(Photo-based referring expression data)
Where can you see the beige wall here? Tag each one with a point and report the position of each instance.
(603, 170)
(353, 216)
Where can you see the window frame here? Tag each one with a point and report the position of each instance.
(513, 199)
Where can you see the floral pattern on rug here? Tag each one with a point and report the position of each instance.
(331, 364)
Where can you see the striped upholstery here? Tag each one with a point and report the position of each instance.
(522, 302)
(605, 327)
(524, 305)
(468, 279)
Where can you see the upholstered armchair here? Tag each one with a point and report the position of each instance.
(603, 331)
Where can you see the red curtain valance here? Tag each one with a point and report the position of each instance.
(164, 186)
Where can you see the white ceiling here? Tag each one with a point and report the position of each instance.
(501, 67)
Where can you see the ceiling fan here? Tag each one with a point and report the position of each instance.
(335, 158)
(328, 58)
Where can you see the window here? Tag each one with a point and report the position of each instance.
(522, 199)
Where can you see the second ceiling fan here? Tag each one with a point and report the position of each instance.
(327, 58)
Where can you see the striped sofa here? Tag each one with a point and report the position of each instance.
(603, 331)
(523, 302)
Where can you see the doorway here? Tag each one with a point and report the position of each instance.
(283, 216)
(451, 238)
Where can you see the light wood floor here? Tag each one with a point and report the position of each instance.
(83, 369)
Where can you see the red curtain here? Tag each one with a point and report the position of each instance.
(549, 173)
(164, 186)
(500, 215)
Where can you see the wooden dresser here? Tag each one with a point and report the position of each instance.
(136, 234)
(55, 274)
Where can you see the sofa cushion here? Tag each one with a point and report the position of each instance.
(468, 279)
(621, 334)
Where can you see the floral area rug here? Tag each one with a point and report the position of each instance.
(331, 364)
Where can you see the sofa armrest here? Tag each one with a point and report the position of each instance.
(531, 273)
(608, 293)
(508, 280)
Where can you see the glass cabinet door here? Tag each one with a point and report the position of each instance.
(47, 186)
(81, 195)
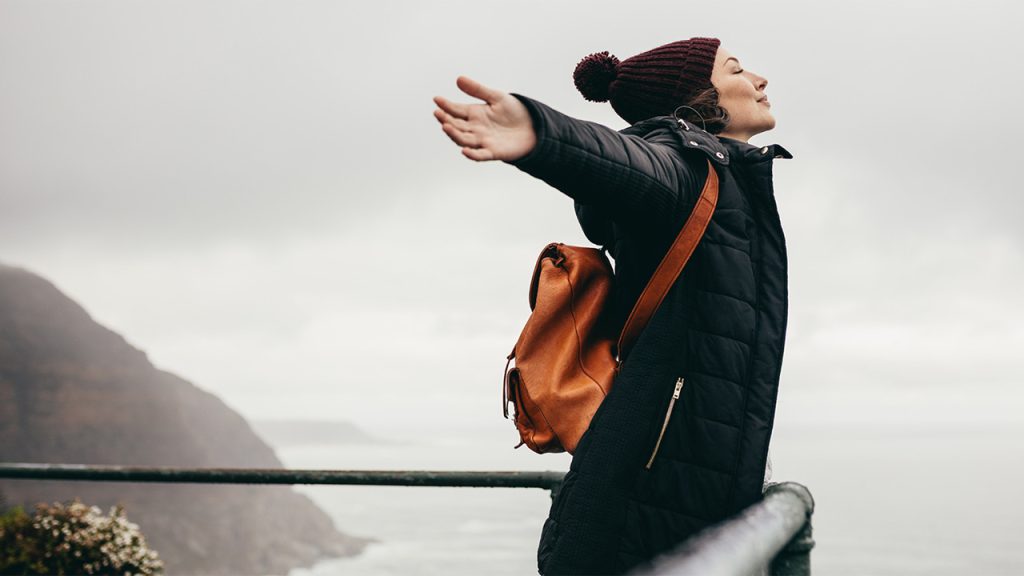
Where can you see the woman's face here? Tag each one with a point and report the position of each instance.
(741, 93)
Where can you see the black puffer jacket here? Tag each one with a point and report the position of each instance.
(721, 329)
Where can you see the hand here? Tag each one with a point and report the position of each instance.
(499, 129)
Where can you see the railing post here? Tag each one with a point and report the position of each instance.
(795, 559)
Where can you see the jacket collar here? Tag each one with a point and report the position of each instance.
(718, 149)
(748, 153)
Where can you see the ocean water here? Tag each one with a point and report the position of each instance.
(890, 500)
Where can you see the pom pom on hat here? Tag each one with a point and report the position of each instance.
(594, 75)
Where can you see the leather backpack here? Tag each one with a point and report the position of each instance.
(567, 356)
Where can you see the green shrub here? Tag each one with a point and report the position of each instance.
(73, 539)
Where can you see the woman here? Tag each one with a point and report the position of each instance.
(721, 329)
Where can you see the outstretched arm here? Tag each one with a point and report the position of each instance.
(624, 174)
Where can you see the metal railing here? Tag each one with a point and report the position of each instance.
(772, 536)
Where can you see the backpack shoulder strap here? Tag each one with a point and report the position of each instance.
(672, 264)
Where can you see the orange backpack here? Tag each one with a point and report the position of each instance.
(567, 357)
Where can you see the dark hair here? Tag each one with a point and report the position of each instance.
(715, 118)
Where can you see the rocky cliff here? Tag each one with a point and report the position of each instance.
(73, 392)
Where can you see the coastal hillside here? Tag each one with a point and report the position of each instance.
(73, 392)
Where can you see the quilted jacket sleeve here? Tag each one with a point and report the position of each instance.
(624, 174)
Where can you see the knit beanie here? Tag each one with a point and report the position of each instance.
(651, 83)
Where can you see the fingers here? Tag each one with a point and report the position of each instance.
(455, 109)
(477, 154)
(477, 90)
(467, 139)
(445, 118)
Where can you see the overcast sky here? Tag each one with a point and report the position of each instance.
(257, 195)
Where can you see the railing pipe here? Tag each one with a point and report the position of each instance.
(773, 534)
(545, 480)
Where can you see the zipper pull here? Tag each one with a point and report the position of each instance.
(665, 424)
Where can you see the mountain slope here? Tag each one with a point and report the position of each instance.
(73, 392)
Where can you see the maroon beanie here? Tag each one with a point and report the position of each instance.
(652, 83)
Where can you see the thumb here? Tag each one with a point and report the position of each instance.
(477, 90)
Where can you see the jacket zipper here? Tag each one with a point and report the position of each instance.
(665, 424)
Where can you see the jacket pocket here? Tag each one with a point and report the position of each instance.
(665, 424)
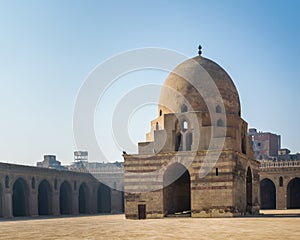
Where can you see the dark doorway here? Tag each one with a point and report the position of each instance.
(176, 192)
(189, 141)
(104, 199)
(178, 145)
(249, 191)
(293, 194)
(142, 211)
(20, 198)
(83, 198)
(44, 198)
(65, 198)
(1, 211)
(267, 194)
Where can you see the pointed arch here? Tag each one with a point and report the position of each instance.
(20, 198)
(267, 194)
(293, 194)
(44, 198)
(177, 190)
(104, 198)
(83, 199)
(65, 198)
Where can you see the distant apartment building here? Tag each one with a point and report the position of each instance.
(265, 145)
(50, 162)
(285, 155)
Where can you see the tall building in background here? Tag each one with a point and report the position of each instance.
(265, 145)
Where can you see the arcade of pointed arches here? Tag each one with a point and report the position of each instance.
(21, 192)
(269, 193)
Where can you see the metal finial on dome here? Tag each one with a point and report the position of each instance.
(200, 52)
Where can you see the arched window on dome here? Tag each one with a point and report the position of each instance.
(220, 123)
(280, 181)
(183, 108)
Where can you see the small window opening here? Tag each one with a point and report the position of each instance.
(33, 183)
(220, 123)
(6, 182)
(55, 184)
(183, 108)
(280, 181)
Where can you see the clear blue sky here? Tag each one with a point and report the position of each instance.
(47, 49)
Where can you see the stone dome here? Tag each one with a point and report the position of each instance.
(190, 83)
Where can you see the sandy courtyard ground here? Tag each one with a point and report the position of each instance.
(117, 227)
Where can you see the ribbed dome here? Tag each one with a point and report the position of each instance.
(192, 84)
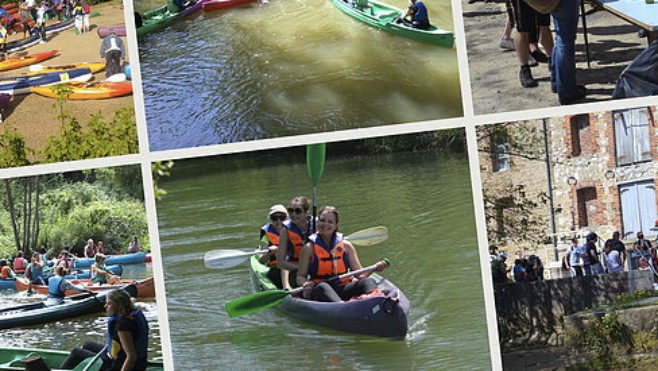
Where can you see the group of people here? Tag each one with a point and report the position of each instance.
(533, 29)
(305, 252)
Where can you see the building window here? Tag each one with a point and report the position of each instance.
(500, 155)
(582, 140)
(632, 136)
(587, 206)
(638, 208)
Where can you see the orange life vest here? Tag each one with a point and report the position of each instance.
(328, 261)
(272, 237)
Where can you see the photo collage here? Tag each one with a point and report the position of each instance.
(211, 184)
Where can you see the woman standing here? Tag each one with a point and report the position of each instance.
(127, 338)
(327, 255)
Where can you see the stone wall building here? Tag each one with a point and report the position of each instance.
(603, 172)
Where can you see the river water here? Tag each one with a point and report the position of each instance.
(289, 67)
(72, 333)
(424, 200)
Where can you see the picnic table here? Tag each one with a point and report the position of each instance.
(637, 12)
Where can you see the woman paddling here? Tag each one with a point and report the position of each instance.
(294, 234)
(127, 338)
(328, 255)
(269, 240)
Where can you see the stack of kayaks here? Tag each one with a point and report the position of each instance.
(213, 5)
(383, 16)
(22, 84)
(161, 17)
(11, 359)
(383, 315)
(26, 60)
(145, 288)
(96, 90)
(74, 306)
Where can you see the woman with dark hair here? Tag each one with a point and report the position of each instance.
(327, 255)
(127, 338)
(293, 236)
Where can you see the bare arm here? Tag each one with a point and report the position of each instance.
(128, 346)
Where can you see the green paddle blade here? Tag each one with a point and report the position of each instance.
(315, 161)
(255, 302)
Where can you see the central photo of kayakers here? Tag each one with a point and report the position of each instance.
(225, 71)
(77, 290)
(356, 254)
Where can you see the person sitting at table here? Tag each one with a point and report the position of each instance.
(269, 240)
(327, 255)
(100, 274)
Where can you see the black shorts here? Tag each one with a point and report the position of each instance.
(528, 19)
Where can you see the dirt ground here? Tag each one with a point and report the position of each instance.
(33, 115)
(613, 44)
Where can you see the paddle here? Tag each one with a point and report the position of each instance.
(315, 154)
(219, 259)
(266, 299)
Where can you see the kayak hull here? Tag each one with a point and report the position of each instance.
(214, 5)
(378, 315)
(145, 288)
(383, 16)
(84, 91)
(160, 18)
(10, 359)
(38, 313)
(124, 259)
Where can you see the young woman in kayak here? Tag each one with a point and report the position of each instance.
(100, 274)
(294, 234)
(127, 338)
(328, 255)
(269, 240)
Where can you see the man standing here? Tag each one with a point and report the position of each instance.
(563, 63)
(113, 50)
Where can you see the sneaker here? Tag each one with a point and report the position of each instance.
(506, 43)
(525, 75)
(581, 92)
(539, 56)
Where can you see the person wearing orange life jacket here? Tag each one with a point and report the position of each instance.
(269, 240)
(293, 236)
(20, 263)
(328, 255)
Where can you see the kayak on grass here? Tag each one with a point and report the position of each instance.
(10, 283)
(26, 60)
(87, 91)
(22, 84)
(73, 306)
(213, 5)
(383, 313)
(123, 259)
(11, 359)
(39, 68)
(383, 16)
(145, 288)
(161, 17)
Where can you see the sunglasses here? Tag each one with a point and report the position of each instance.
(297, 210)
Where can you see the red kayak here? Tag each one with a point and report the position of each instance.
(212, 5)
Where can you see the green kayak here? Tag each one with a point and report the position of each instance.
(161, 17)
(383, 16)
(11, 359)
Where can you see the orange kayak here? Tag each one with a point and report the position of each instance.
(145, 288)
(97, 90)
(17, 62)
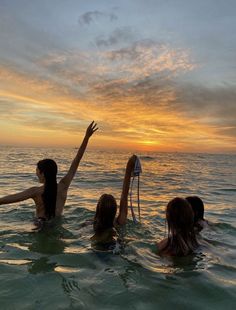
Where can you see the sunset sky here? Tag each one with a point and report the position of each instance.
(156, 75)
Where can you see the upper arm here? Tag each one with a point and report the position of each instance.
(24, 195)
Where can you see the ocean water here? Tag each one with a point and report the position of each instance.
(58, 269)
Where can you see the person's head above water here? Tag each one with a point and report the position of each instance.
(197, 206)
(47, 174)
(46, 169)
(105, 213)
(181, 238)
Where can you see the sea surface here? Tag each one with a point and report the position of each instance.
(57, 268)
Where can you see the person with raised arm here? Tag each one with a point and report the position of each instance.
(50, 198)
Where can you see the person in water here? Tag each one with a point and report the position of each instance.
(181, 239)
(105, 220)
(50, 198)
(198, 210)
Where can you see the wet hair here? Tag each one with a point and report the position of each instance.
(181, 239)
(49, 168)
(197, 206)
(105, 213)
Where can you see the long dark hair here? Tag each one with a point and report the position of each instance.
(197, 206)
(105, 213)
(49, 168)
(181, 239)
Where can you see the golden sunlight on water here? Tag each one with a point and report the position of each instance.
(15, 261)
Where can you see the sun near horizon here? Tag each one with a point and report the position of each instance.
(141, 77)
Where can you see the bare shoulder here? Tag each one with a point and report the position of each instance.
(35, 190)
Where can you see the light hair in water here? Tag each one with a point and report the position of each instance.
(49, 168)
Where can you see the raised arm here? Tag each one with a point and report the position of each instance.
(27, 194)
(123, 211)
(66, 180)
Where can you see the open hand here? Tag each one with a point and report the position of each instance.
(91, 129)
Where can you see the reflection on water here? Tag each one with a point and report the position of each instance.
(57, 266)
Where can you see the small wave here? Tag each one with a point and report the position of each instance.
(147, 158)
(227, 189)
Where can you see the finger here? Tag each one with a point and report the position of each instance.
(91, 124)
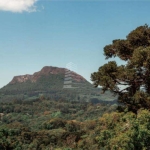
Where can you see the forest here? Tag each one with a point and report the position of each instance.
(47, 124)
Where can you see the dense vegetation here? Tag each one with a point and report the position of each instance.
(134, 75)
(48, 124)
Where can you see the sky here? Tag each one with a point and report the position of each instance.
(38, 33)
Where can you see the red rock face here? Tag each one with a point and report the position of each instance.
(46, 71)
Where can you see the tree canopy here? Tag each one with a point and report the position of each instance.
(134, 75)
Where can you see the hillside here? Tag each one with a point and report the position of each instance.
(52, 82)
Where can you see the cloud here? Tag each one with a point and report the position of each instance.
(18, 5)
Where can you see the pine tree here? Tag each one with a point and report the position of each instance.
(134, 75)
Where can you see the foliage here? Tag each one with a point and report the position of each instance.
(134, 75)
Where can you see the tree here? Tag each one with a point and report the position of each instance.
(134, 75)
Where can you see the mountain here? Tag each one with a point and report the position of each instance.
(53, 83)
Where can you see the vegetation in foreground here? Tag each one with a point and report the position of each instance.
(73, 125)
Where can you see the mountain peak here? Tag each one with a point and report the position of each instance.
(45, 71)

▶ To do:
Begin with the line that contains "Where can you see the cloud" and end with the last line of the data. Repeat those two lines and all between them exactly.

▶ Problem solution:
Where can you see the cloud here? Tag each one with a point and report the position of each instance.
(18, 5)
Where can you see the pine tree here? Tag each one with a point and report the position of each instance.
(134, 75)
Where can you see the foliage here? Tag each one with a point and report the position of each instance.
(134, 75)
Where can you see the tree here? Tag each one with a point and report the position of each instance.
(134, 75)
Where can you see the mountain here? Tag each one with a point and report the position of each instance.
(53, 83)
Where can you see the vegetation in foreground here? Tag each one with a point and report the position of each instance.
(73, 125)
Where can you see the mountain peak here? Tag each one with a point and report the position of each instance.
(45, 71)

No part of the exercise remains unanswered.